◆ SUPPLIED RECORDS:
>>>
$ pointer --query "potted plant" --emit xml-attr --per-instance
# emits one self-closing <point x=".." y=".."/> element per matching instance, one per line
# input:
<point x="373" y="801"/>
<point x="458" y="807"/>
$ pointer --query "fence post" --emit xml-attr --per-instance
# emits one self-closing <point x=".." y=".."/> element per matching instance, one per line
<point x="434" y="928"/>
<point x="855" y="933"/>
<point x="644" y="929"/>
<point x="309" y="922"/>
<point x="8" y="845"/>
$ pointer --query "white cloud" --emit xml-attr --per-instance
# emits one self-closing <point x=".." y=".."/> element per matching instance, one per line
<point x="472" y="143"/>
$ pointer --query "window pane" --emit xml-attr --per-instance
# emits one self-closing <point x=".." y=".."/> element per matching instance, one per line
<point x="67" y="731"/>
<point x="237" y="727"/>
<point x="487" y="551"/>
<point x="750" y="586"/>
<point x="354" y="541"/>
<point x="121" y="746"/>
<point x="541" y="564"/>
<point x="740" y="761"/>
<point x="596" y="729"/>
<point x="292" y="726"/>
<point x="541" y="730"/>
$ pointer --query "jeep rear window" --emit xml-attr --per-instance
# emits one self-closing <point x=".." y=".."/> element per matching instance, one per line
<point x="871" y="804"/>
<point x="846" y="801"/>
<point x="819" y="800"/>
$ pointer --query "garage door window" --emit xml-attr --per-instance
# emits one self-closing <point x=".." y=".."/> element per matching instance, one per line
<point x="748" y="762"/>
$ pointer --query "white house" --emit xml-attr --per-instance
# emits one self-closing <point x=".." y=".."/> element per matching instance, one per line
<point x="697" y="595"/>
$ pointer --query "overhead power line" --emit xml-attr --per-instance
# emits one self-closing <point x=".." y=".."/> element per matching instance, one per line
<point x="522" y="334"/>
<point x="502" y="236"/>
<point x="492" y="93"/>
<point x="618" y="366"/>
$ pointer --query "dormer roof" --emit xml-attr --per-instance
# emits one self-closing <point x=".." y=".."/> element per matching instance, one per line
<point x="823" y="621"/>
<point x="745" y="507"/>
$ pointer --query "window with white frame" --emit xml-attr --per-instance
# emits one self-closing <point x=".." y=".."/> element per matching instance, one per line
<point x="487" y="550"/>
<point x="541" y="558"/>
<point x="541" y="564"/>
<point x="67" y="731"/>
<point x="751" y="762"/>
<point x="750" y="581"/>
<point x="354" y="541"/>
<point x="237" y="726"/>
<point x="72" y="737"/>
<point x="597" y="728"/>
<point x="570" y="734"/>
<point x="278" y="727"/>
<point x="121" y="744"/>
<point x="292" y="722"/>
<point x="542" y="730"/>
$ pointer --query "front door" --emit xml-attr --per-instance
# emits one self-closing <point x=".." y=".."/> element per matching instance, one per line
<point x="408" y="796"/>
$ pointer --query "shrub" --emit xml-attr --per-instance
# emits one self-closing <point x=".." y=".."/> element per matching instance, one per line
<<<
◆ PROBLEM TO WORK ON: Type the material above out again, exactly.

◆ SOLUTION TO THIS PROBLEM:
$ pointer --query "potted plant" --emit xml-attr --per-instance
# emits one self-closing <point x=".." y=".."/> element per matching instance, one per line
# input:
<point x="373" y="801"/>
<point x="458" y="807"/>
$ pointer --query "fence post" --emit xml-attr --per-instance
# emits one self-closing <point x=".." y=".."/> element per matching instance, one per line
<point x="434" y="928"/>
<point x="855" y="933"/>
<point x="644" y="929"/>
<point x="309" y="922"/>
<point x="8" y="845"/>
$ pointer --query "white cloud" --emit xml-attr --per-instance
# emits one self-closing <point x=".." y=".."/> element per matching instance, one per line
<point x="472" y="143"/>
$ pointer --query "window pane" --emit xml-attr --per-instance
# emits one self-closing <point x=".." y=".."/> element per matching instance, one per line
<point x="67" y="731"/>
<point x="237" y="727"/>
<point x="487" y="551"/>
<point x="750" y="586"/>
<point x="354" y="541"/>
<point x="121" y="746"/>
<point x="541" y="564"/>
<point x="740" y="761"/>
<point x="596" y="729"/>
<point x="292" y="726"/>
<point x="541" y="730"/>
$ pointer --query "jeep rear window" --emit xml-attr --per-instance
# emits one self-closing <point x=".." y=".."/> element per matching instance, one per line
<point x="871" y="804"/>
<point x="846" y="801"/>
<point x="819" y="800"/>
$ pointer --query "garage door window" --emit xml-attr --per-instance
# emits one self-closing <point x=".." y=".."/> element per matching instance, one per line
<point x="748" y="762"/>
$ pointer --query "white house" --emit xml-attr --per-instance
# emits one self-closing <point x=".." y=".."/> element per matching instance, one per line
<point x="697" y="595"/>
$ pointer --query "overhead power line" --emit xml-attr --per-instance
# emits one self-closing <point x=".." y=".."/> element per matching instance, one per line
<point x="522" y="334"/>
<point x="502" y="236"/>
<point x="492" y="93"/>
<point x="618" y="366"/>
$ pointer --query "dormer roof" --emit xml-attr --per-instance
# emits one self-closing <point x=".." y=".."/> element per matching instance, one per line
<point x="823" y="621"/>
<point x="745" y="507"/>
$ pointer --query "window with white frame" --emit xml-attr --per-instance
# emits one self-closing <point x=".." y=".."/> element per matching instance, one per line
<point x="487" y="550"/>
<point x="541" y="558"/>
<point x="541" y="564"/>
<point x="67" y="731"/>
<point x="751" y="762"/>
<point x="750" y="581"/>
<point x="354" y="541"/>
<point x="237" y="726"/>
<point x="72" y="737"/>
<point x="597" y="728"/>
<point x="570" y="734"/>
<point x="278" y="727"/>
<point x="121" y="744"/>
<point x="292" y="722"/>
<point x="542" y="730"/>
$ pointer --query "front door" --emit xml-attr --per-instance
# emits one self-closing <point x=".." y=".."/> element per matching instance, one per line
<point x="408" y="796"/>
$ pointer --query "shrub" --emit xml-attr --per-instance
# emits one self-closing <point x=".." y=".."/> element per matching instance, one per line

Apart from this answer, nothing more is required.